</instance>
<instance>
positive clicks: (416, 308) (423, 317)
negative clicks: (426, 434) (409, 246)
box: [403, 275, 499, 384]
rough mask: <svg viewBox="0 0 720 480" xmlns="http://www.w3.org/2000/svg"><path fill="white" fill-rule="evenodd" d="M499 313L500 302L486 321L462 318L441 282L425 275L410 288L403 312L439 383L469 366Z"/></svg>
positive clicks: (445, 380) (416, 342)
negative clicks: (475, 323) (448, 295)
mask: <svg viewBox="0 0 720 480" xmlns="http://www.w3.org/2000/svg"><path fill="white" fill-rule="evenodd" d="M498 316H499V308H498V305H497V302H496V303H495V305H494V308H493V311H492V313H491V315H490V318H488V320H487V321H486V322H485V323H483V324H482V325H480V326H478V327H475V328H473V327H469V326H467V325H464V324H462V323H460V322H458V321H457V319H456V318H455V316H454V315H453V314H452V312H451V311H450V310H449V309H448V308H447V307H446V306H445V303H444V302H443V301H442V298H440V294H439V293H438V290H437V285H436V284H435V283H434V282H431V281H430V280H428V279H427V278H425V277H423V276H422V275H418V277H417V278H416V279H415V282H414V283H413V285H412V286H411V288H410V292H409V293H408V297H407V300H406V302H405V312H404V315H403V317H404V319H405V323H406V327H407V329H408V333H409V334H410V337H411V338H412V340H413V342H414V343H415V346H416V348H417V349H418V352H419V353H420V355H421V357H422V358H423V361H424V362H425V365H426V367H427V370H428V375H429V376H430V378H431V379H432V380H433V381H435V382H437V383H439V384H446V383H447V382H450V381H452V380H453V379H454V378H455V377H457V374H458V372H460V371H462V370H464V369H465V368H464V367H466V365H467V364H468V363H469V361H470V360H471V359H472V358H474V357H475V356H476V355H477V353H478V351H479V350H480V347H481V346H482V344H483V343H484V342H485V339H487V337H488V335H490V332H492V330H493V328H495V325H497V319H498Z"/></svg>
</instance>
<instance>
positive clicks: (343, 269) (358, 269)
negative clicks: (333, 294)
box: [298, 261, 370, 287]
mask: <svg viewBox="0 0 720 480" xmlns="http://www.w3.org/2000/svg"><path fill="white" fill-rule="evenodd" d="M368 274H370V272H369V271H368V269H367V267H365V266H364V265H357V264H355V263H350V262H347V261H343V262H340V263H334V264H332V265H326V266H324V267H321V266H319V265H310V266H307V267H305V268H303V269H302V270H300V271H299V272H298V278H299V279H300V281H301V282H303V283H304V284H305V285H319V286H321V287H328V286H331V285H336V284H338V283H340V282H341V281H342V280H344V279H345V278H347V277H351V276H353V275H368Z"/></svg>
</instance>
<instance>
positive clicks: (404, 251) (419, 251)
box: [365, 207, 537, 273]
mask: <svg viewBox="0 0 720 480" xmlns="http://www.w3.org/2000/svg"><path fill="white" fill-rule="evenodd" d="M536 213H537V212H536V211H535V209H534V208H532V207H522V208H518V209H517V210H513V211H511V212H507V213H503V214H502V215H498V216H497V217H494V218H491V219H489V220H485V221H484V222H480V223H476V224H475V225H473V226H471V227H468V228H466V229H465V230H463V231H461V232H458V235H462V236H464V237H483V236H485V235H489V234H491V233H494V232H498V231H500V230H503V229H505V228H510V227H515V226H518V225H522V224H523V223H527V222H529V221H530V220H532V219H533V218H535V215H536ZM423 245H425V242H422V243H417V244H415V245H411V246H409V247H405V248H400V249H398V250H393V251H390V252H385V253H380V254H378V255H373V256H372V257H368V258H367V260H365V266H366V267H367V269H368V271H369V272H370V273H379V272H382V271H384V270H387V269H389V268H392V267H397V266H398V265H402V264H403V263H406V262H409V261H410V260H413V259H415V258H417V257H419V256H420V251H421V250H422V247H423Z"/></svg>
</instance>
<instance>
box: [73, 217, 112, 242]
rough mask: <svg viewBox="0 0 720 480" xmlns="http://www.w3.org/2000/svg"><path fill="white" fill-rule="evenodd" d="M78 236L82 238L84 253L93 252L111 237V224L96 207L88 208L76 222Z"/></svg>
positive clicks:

================================

WORK TO COMPLETE. Please return every line of the listing exactly.

RESPONSE BOX.
</instance>
<instance>
positive clicks: (416, 308) (423, 317)
negative clicks: (426, 434) (409, 246)
box: [403, 275, 499, 384]
rough mask: <svg viewBox="0 0 720 480" xmlns="http://www.w3.org/2000/svg"><path fill="white" fill-rule="evenodd" d="M499 313L500 302L486 321L462 318L441 282L425 275L410 288L403 312L439 383L469 366Z"/></svg>
positive clicks: (445, 380) (416, 342)
negative clicks: (475, 323) (448, 295)
mask: <svg viewBox="0 0 720 480" xmlns="http://www.w3.org/2000/svg"><path fill="white" fill-rule="evenodd" d="M498 316H499V308H498V305H497V302H496V303H495V305H494V308H493V311H492V313H491V315H490V318H488V320H487V321H486V322H485V323H483V324H482V325H480V326H478V327H475V328H473V327H469V326H467V325H464V324H462V323H460V322H458V321H457V319H456V318H455V316H454V315H453V314H452V312H451V311H450V310H449V309H448V308H447V307H446V306H445V303H444V302H443V301H442V298H440V294H439V293H438V290H437V285H436V284H435V283H434V282H431V281H430V280H428V279H427V278H425V277H423V276H422V275H418V277H417V278H416V279H415V282H414V283H413V285H412V286H411V288H410V292H409V293H408V297H407V300H406V302H405V312H404V315H403V317H404V319H405V323H406V327H407V329H408V333H409V334H410V337H411V338H412V340H413V342H414V343H415V346H416V348H417V349H418V352H419V353H420V355H421V357H422V358H423V361H424V362H425V365H426V367H427V370H428V375H429V376H430V378H431V379H432V380H433V381H435V382H437V383H439V384H446V383H447V382H450V381H452V380H453V379H454V378H455V377H457V374H458V372H460V371H462V370H464V369H465V368H464V367H466V365H467V364H468V363H469V361H470V360H471V359H472V358H474V357H475V356H476V355H477V353H478V351H479V350H480V347H481V346H482V344H483V343H484V342H485V339H487V337H488V335H490V332H492V330H493V328H495V325H497V319H498Z"/></svg>
</instance>
<instance>
positive clicks: (343, 269) (358, 269)
negative clicks: (333, 294)
box: [298, 261, 370, 287]
mask: <svg viewBox="0 0 720 480" xmlns="http://www.w3.org/2000/svg"><path fill="white" fill-rule="evenodd" d="M368 274H370V272H369V271H368V269H367V267H365V266H364V265H357V264H355V263H350V262H347V261H343V262H340V263H334V264H332V265H326V266H324V267H321V266H319V265H310V266H307V267H305V268H303V269H302V270H300V271H299V272H298V278H299V279H300V281H301V282H303V283H304V284H305V285H319V286H321V287H328V286H331V285H336V284H338V283H340V282H341V281H342V280H344V279H345V278H347V277H351V276H353V275H368Z"/></svg>
</instance>
<instance>
positive clicks: (404, 251) (419, 251)
box: [365, 207, 537, 273]
mask: <svg viewBox="0 0 720 480" xmlns="http://www.w3.org/2000/svg"><path fill="white" fill-rule="evenodd" d="M536 213H537V212H536V211H535V209H534V208H532V207H522V208H518V209H517V210H513V211H511V212H507V213H503V214H502V215H498V216H497V217H494V218H491V219H489V220H485V221H484V222H480V223H476V224H475V225H473V226H471V227H468V228H466V229H465V230H463V231H461V232H458V235H462V236H464V237H483V236H485V235H489V234H491V233H494V232H498V231H500V230H503V229H505V228H510V227H515V226H518V225H522V224H523V223H527V222H529V221H530V220H532V219H533V218H535V215H536ZM423 245H425V242H422V243H417V244H415V245H411V246H409V247H405V248H400V249H398V250H393V251H390V252H385V253H380V254H378V255H373V256H372V257H368V258H367V260H365V266H366V267H367V269H368V271H369V272H370V273H379V272H382V271H384V270H387V269H389V268H392V267H397V266H398V265H402V264H403V263H406V262H409V261H410V260H413V259H415V258H417V257H419V256H420V251H421V250H422V247H423Z"/></svg>
</instance>
<instance>
box: [73, 217, 112, 242]
rough mask: <svg viewBox="0 0 720 480" xmlns="http://www.w3.org/2000/svg"><path fill="white" fill-rule="evenodd" d="M78 236L82 238L84 253L93 252L111 237V224L96 207L88 208L76 222Z"/></svg>
positive clicks:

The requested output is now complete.